[start Records for processing]
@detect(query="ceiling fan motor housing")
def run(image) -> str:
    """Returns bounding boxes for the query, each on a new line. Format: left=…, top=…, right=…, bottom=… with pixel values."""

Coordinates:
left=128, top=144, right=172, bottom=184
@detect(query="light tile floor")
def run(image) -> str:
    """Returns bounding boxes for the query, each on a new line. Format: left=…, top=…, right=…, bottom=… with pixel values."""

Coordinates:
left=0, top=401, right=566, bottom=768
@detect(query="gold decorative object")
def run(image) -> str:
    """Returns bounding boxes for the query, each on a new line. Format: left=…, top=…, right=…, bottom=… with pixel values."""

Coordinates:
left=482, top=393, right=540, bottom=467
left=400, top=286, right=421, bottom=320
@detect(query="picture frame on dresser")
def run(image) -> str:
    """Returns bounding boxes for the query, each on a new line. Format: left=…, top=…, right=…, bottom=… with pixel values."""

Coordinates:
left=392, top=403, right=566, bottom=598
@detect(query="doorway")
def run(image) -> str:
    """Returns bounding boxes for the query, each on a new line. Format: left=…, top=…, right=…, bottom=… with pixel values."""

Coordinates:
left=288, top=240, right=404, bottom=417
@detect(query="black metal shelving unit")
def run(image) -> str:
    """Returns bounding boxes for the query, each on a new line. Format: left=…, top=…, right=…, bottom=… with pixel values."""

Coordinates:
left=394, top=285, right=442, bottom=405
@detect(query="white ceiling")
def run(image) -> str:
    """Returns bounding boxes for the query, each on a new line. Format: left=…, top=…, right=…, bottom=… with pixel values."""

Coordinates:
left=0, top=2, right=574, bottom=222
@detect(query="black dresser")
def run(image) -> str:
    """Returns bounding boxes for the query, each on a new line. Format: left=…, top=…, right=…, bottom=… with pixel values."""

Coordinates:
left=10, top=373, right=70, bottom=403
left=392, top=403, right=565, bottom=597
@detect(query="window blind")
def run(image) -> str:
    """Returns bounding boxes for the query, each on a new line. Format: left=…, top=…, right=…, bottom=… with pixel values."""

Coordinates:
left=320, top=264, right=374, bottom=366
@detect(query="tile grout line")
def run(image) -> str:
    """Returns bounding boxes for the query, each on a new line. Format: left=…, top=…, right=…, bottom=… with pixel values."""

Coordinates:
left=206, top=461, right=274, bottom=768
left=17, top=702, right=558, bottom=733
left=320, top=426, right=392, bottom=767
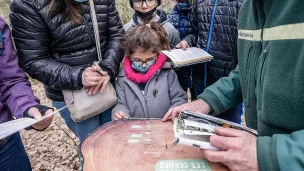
[end Records for processing]
Copy every row above word for word, and leave the picture out of your copy.

Response for this exercise:
@detect(query="ceiling fan motor housing")
def run(image) -> str:
    """Returns bounding boxes for the query, each on a new line. Format: left=…, top=…, right=…, bottom=… with pixel values."""

Coordinates:
left=128, top=144, right=172, bottom=184
@detect(query="light tile floor")
def run(image) -> str:
    """Returns bounding boxes for the query, each on a new line. Format: left=…, top=…, right=…, bottom=… with pixel values."""

Coordinates:
left=0, top=401, right=566, bottom=768
@detect(query="gold decorative object")
def run(image) -> str:
    """Returns bounding boxes for the query, each on a new line. Format: left=…, top=…, right=…, bottom=… with pixel values."""

Coordinates:
left=482, top=393, right=540, bottom=467
left=400, top=286, right=421, bottom=320
@detect(query="picture frame on dresser")
def run(image) -> str:
    """Returns bounding boxes for the query, each on a new line. Format: left=…, top=…, right=…, bottom=… with pixel values."""

Coordinates:
left=392, top=403, right=566, bottom=598
@detect(query="doorway")
def run(image) -> str:
    """Returns bounding boxes for the query, each on a new line. Format: left=…, top=…, right=…, bottom=… with pixel values."""

Coordinates:
left=288, top=240, right=404, bottom=417
@detect(query="black metal shelving unit")
def run(image) -> str:
    """Returns bounding boxes for the query, each on a new line. Format: left=…, top=…, right=…, bottom=… with pixel values."""

Coordinates:
left=394, top=285, right=442, bottom=405
@detect(query="white ceiling")
def run(image) -> str:
    """Returns bounding boxes for the query, each on a new line. Format: left=…, top=…, right=…, bottom=… with pixel values."""

Coordinates:
left=0, top=2, right=574, bottom=222
@detect(query="black dresser")
def run(image) -> str:
    """Returns bounding boxes for the query, each on a new line. Format: left=…, top=…, right=…, bottom=… with pixel values."""

Coordinates:
left=10, top=373, right=70, bottom=403
left=392, top=403, right=565, bottom=597
@detect(query="window blind")
def run(image) -> str:
    """Returns bounding boxes for the query, each on a new line. Format: left=…, top=…, right=…, bottom=… with pixel values."""

Coordinates:
left=320, top=264, right=374, bottom=366
@detect(query="tile grout line")
def run(image) -> str:
    """Returns bounding boxes for the query, each on a new line. Format: left=…, top=…, right=…, bottom=… with pixel values."""

Coordinates:
left=206, top=461, right=274, bottom=768
left=17, top=702, right=558, bottom=733
left=320, top=426, right=392, bottom=767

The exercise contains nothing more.